**What to work on**. When the line containing "Target: forested hillside" is reached, copy it and each subsequent line of the material below exactly, through the last line.

========================================

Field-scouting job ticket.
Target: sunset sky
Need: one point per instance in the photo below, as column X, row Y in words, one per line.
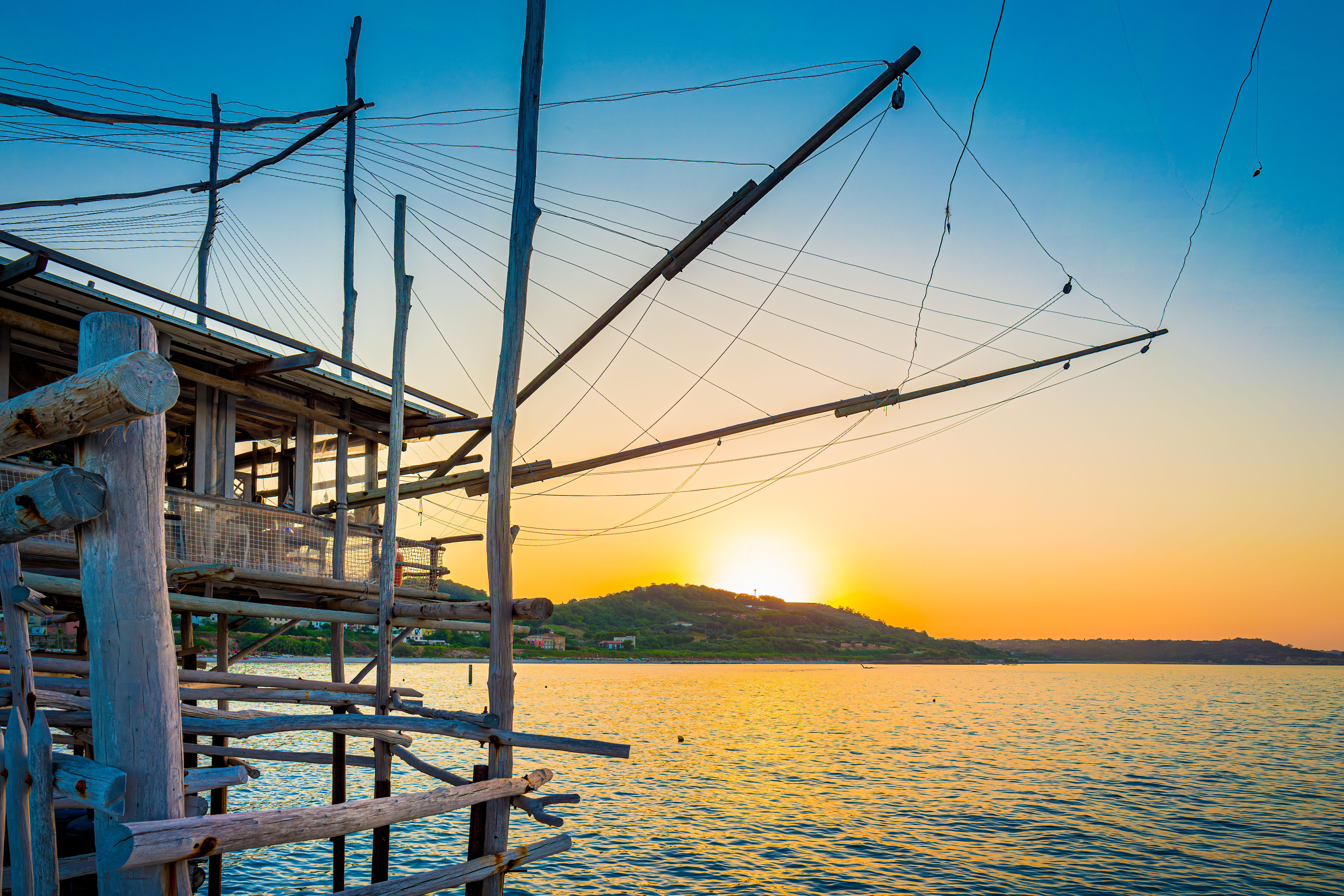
column 1191, row 492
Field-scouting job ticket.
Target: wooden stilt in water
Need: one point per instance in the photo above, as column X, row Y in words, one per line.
column 476, row 829
column 338, row 629
column 347, row 332
column 134, row 682
column 212, row 215
column 42, row 813
column 388, row 569
column 218, row 799
column 499, row 545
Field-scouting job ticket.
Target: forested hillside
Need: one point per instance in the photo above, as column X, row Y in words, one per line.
column 699, row 620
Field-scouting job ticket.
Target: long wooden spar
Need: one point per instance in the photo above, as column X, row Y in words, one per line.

========================================

**The completed task**.
Target: forested hillside
Need: one point per instance in the photo above, as column X, row Y in words, one per line.
column 699, row 620
Field-scouting job ticket.
Target: long wooden spar
Need: one point per instance in the photo above, as column X, row Y in words, one per line.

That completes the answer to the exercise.